AMD systems optionally support an MCA thresholding interrupt. The
interrupt should be used as another signal to trigger MCA polling. This
is similar to how the Intel Corrected Machine Check interrupt (CMCI) is
handled.

AMD MCA thresholding is managed using the MCA_MISC registers within an
MCA bank. The OS will need to modify the hardware error count field in
order to reset the threshold limit and rearm the interrupt. Management
of the MCA_MISC register should be done as a follow up to the basic MCA
polling flow. It should not be the main focus of the interrupt handler.

Furthermore, future systems will have the ability to send an MCA
thresholding interrupt to the OS even when the OS does not manage the
feature, i.e. MCA_MISC registers are Read-as-Zero/Locked.

Call the common MCA polling function when handling the MCA thresholding
interrupt. This will allow the OS to find any valid errors whether or
not the MCA thresholding feature is OS-managed. Also, this allows the
common MCA polling options and kernel parameters to apply to AMD
systems.

Add a callback to the MCA polling function to check and reset any
threshold blocks that have reached their threshold limit.

Signed-off-by: Yazen Ghannam <[email protected]>
---
arch/x86/kernel/cpu/mce/amd.c | 54 +++++++++++++-----------------
arch/x86/kernel/cpu/mce/core.c | 8 +++++
arch/x86/kernel/cpu/mce/internal.h | 2 ++
3 files changed, 33 insertions(+), 31 deletions(-)

diff --git a/arch/x86/kernel/cpu/mce/amd.c b/arch/x86/kernel/cpu/mce/amd.c
index d7dee59cc1ca..1ac445a0dc12 100644
--- a/arch/x86/kernel/cpu/mce/amd.c
+++ b/arch/x86/kernel/cpu/mce/amd.c
@@ -56,6 +56,7 @@
#define SMCA_THR_LVT_OFF 0xF000

static bool thresholding_irq_en;
+static DEFINE_PER_CPU_READ_MOSTLY(mce_banks_t, mce_thr_intr_banks);

static const char * const th_names[] = {
"load_store",
@@ -578,6 +579,7 @@ prepare_threshold_block(unsigned int bank, unsigned int block, u32 addr,
if (!b.interrupt_capable)
───
WORK TO COMPLETE:
**A.** Can you copy the MCA thresholding patch word for word, everything from "Call the common" down to "their threshold limit."?
**B.** Do these statements agree with the MCA thresholding patch? Answer yes or no for each, quoting the deciding words. (i) Managing the MCA_MISC register should be the main focus of the interrupt handler. (ii) Future systems will be able to send the MCA thresholding interrupt even when the OS does not manage the feature. (iii) The patch changes three files.
**C.** How would the MCA thresholding patch go on from its last line? Continue it.
The items below come from a separate source.

SUPPLIED INFORMATION:
───
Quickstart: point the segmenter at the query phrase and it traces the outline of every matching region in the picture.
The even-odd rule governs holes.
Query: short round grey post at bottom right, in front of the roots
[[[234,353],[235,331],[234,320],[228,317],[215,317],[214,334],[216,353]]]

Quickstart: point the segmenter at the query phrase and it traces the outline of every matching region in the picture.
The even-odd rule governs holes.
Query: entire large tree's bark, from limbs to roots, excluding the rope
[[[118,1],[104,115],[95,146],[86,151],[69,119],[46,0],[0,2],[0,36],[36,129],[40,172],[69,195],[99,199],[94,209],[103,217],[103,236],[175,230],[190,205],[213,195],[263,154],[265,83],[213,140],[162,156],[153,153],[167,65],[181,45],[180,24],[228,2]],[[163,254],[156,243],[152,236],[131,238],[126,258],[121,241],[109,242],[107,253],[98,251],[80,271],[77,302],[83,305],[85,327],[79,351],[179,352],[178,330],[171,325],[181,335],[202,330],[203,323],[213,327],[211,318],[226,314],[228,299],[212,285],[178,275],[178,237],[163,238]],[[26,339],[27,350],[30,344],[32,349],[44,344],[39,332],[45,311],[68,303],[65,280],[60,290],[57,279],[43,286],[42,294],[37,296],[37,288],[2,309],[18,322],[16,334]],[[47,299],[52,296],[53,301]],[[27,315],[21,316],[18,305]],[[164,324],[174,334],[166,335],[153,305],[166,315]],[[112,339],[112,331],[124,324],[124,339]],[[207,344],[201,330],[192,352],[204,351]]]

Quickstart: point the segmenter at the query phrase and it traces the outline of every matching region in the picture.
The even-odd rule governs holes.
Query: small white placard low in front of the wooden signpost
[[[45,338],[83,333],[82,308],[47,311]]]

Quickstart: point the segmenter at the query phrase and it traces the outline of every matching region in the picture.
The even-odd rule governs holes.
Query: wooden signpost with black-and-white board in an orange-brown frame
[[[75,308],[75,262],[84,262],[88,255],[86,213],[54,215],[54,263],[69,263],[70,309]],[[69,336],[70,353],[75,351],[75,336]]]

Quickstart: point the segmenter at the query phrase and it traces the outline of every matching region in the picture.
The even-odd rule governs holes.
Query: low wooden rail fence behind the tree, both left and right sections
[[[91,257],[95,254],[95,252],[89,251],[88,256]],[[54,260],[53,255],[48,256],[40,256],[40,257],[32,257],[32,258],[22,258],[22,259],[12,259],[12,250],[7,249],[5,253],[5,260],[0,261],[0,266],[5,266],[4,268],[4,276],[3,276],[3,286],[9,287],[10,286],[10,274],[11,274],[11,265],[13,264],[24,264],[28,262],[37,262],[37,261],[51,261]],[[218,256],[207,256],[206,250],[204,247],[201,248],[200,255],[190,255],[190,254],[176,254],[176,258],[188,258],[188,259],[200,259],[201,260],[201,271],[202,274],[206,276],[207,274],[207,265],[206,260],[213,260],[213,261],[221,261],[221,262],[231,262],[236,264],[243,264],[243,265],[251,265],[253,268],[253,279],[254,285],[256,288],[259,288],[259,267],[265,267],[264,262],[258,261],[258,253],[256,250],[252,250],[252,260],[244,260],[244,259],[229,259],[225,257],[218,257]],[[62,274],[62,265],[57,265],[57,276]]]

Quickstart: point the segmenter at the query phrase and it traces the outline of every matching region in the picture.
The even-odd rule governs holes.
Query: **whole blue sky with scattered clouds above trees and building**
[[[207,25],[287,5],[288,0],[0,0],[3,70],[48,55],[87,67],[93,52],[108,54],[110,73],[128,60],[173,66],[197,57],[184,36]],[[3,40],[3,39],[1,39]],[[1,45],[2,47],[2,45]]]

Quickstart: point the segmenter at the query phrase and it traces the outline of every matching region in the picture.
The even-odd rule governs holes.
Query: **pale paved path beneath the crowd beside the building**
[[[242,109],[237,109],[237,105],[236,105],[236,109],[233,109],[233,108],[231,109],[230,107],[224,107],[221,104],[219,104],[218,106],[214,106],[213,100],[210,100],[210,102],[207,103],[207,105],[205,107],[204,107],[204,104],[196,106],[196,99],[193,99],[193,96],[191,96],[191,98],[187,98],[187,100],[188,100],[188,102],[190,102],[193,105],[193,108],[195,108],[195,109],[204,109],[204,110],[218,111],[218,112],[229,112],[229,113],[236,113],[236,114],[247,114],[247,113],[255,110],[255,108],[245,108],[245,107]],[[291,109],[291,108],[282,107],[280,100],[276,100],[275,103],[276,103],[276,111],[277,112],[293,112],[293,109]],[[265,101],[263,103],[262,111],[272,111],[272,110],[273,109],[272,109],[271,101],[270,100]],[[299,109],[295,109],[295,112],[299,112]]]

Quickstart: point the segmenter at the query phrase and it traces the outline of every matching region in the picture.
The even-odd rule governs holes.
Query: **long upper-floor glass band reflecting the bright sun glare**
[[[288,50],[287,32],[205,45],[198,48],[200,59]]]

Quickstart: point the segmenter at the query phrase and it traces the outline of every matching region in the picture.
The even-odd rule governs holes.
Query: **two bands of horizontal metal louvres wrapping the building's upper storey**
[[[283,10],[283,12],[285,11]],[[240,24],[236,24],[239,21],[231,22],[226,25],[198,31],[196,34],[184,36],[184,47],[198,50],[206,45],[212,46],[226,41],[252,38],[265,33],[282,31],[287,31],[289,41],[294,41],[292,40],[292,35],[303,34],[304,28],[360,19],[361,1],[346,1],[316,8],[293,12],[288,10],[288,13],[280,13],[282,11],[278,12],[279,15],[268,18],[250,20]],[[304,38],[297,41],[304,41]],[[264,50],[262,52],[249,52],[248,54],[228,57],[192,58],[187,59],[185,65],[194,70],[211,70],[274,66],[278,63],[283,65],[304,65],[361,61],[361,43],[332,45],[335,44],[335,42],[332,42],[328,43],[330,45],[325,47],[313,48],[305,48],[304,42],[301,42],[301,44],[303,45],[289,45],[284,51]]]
───
EXERCISE ANSWERS:
**A.**
Call the common MCA polling function when handling the MCA thresholding
interrupt. This will allow the OS to find any valid errors whether or
not the MCA thresholding feature is OS-managed. Also, this allows the
common MCA polling options and kernel parameters to apply to AMD
systems.

Add a callback to the MCA polling function to check and reset any
threshold blocks that have reached their threshold limit.

**B.**
(i) No: "It should not be the main focus of the interrupt handler."
(ii) Yes: "future systems will have the ability to send an MCA thresholding interrupt to the OS even when the OS does not manage the feature"
(iii) Yes: "3 files changed"

**C.**
goto done;

+ __set_bit(bank, this_cpu_ptr(mce_thr_intr_banks));
b.interrupt_enable = 1;

if (!mce_flags.smca) {
@@ -883,12 +885,7 @@ static void amd_deferred_error_interrupt(void)
log_error_deferred(bank);
}

-static void log_error_thresholding(unsigned int bank, u64 misc)
-{
- _log_error_deferred(bank, misc);
-}
-
-static void log_and_reset_block(struct threshold_block *block)
+static void reset_block(struct threshold_block *block)
{
struct thresh_restart tr;
u32 low = 0, high = 0;
@@ -902,49 +899,44 @@ static void log_and_reset_block(struct threshold_block *block)
if (!(high & MASK_OVERFLOW_HI))
return;

- /* Log the MCE which caused the threshold event. */
- log_error_thresholding(block->bank, ((u64)high << 32) | low);
-
- /* Reset threshold block after logging error. */
memset(&tr, 0, sizeof(tr));
tr.b = block;
threshold_restart_bank(&tr);
}

-/*
- * Threshold interrupt handler will service THRESHOLD_APIC_VECTOR. The interrupt
- * goes off when error_count reaches threshold_limit.
- */
-static void amd_threshold_interrupt(void)
+void amd_reset_thr_limit(unsigned int bank)
{
struct threshold_block *first_block = NULL, *block = NULL, *tmp = NULL;
struct threshold_bank **bp = this_cpu_read(threshold_banks);
- unsigned int bank, cpu = smp_processor_id();

/*
* Validate that the threshold bank has been initialized already. The
* handler is installed at boot time, but on a hotplug event the
* interrupt might fire before the data has been initialized.
*/
- if (!bp)
+ if (!bp || !bp[bank])
return;

- for (bank = 0; bank < this_cpu_read(mce_num_banks); ++bank) {
- if (!(per_cpu(bank_map, cpu) & BIT_ULL(bank)))
- continue;
+ first_block = bp[bank]->blocks;
+ if (!first_block)
+ return;

- first_block = bp[bank]->blocks;
- if (!first_block)
- continue;
+ /*
+ * The first block is also the head of the list. Check it first
+ * before iterating over the rest.
+ */
+ reset_block(first_block);
+ list_for_each_entry_safe(block, tmp, &first_block->miscj, miscj)
+ reset_block(block);
+}

- /*
- * The first block is also the head of the list. Check it first
- * before iterating over the rest.
- */
- log_and_reset_block(first_block);
- list_for_each_entry_safe(block, tmp, &first_block->miscj, miscj)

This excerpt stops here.